__WHAT YOU WILL DO__: Continue the news report on the airstrikes that hit a wedding party in Hajjah, picking up after its final sentence.

(STUDY TEXT)

SANAA - At least 43 people were killed and 41 wounded after airstrikes hit a wedding party in northwest Yemen on Sunday night, reports reaching here have confirmed.
Two missiles hit the celebration in the town of Hajja, several minutes apart, eyewitnesses and officials said.
Most of the dead were women and children who were gathering in a tent set up for the wedding party in Hajjah's Bani Qays district, a medical official was quoted saying by Al Jazeera.
Khaled al-Nadhri, the top health official in Hajja, told The Associated Press that the bride was among the dead, who were mostly women and children.
At least 46 people were wounded in the attack, 30 of them children, the official added.
Video footage of a boy who survived the attack spread through social media, showing the child clinging to the body of what appeared to be his deceased father.
The child refused to leave the body's side despite pleas from first responders.
The head of Al Jumhouri hospital in Hajjah told the news agency that the hospital had received 40 bodies, "most of them torn to pieces."
International medical body, Medecins Sans Frontieres issued a statement.
"Following a series of nighttime air strikes on 22 April in Bani Qays, in Yemen, a hospital supported by Medecins Sans Frontieres/Doctors Without Borders (MSF) in Hajjah, has received 45 wounded individuals."
Among the wounded were at least 13 children, some of whom arrived to hospital in critical condition.
"Hospital staff in Hajjah are working around the clock to treat the wounded. Last night airstrikes were among the most devastating in the area in recent months," the MSF said.
Health ministry spokesman Abdel-Hakim al-Kahlan said ambulances were initially unable to reach the site of the bombing for fear of subsequent air strikes as the jets continued to fly overhead.

(End STUDY TEXT)
(INFORMATION PROVIDED)

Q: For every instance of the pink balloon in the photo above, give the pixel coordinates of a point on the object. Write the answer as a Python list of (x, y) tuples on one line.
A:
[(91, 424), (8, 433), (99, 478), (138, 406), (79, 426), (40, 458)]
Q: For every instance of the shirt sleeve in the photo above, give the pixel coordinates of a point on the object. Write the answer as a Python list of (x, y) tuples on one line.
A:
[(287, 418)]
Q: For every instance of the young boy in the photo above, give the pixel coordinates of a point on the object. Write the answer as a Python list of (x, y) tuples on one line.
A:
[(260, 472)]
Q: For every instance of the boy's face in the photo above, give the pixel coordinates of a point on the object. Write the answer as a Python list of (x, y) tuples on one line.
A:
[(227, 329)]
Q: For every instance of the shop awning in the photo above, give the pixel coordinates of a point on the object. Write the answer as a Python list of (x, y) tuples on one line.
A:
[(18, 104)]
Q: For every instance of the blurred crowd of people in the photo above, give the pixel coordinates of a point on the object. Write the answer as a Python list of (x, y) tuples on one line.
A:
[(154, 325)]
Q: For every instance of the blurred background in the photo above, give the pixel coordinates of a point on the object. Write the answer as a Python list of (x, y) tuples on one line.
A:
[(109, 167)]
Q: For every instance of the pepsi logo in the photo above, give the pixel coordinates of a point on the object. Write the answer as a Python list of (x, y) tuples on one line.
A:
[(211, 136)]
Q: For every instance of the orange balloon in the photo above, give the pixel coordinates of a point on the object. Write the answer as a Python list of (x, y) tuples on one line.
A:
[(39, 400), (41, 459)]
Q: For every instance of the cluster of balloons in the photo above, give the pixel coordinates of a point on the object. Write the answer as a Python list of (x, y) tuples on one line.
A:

(End INFORMATION PROVIDED)

__EXERCISE OUTPUT__:
Western backed coalition led by Saudi Arabia has been bombing Yemen for more than two years.
Earlier this month, United Nations Secretary General Antonio Gutteres dubbed Yemen's war the world's worst humanitarian crisis with more than 22 million people -- three quarters of the population -- in desperate need of aid and protection.
The Yemen war began in early 2015, when US-backed government of President Abdu Rabbu Mansour Hadi was driven out of Yemeni capital of Sanaa following a mass uprising.
The US has been supporting the Saudi coalition with arms sales, intelligence and military support.
The UK meanwhile, has been labelled "one of the principal backers" of the war due to its ongoing arms sales and military support for Saudi Arabia.
Last year US President Donald Trump agreed the "largest single arms deal in American history" with the Middle Eastern Kingdom.
The ongoing war has driven the country to the brink of famine with some 22 million people in need of humanitarian aid.
Saudi coalition air raids have repeatedly struck civilian targets while trying to target popular fighters who control capital Sanaa and much of northern Yemen
The coalition says it does not target civilians.
On September 28, 2015, a coalition air strike killed 131 attending a wedding in the Red Sea village of al-Wahjiah, near the ancient port of al-Mokha.
On October 7, 2015, another air raid killed 43 people at a wedding in Sanaban village in the Dhammar governorate in Yemen.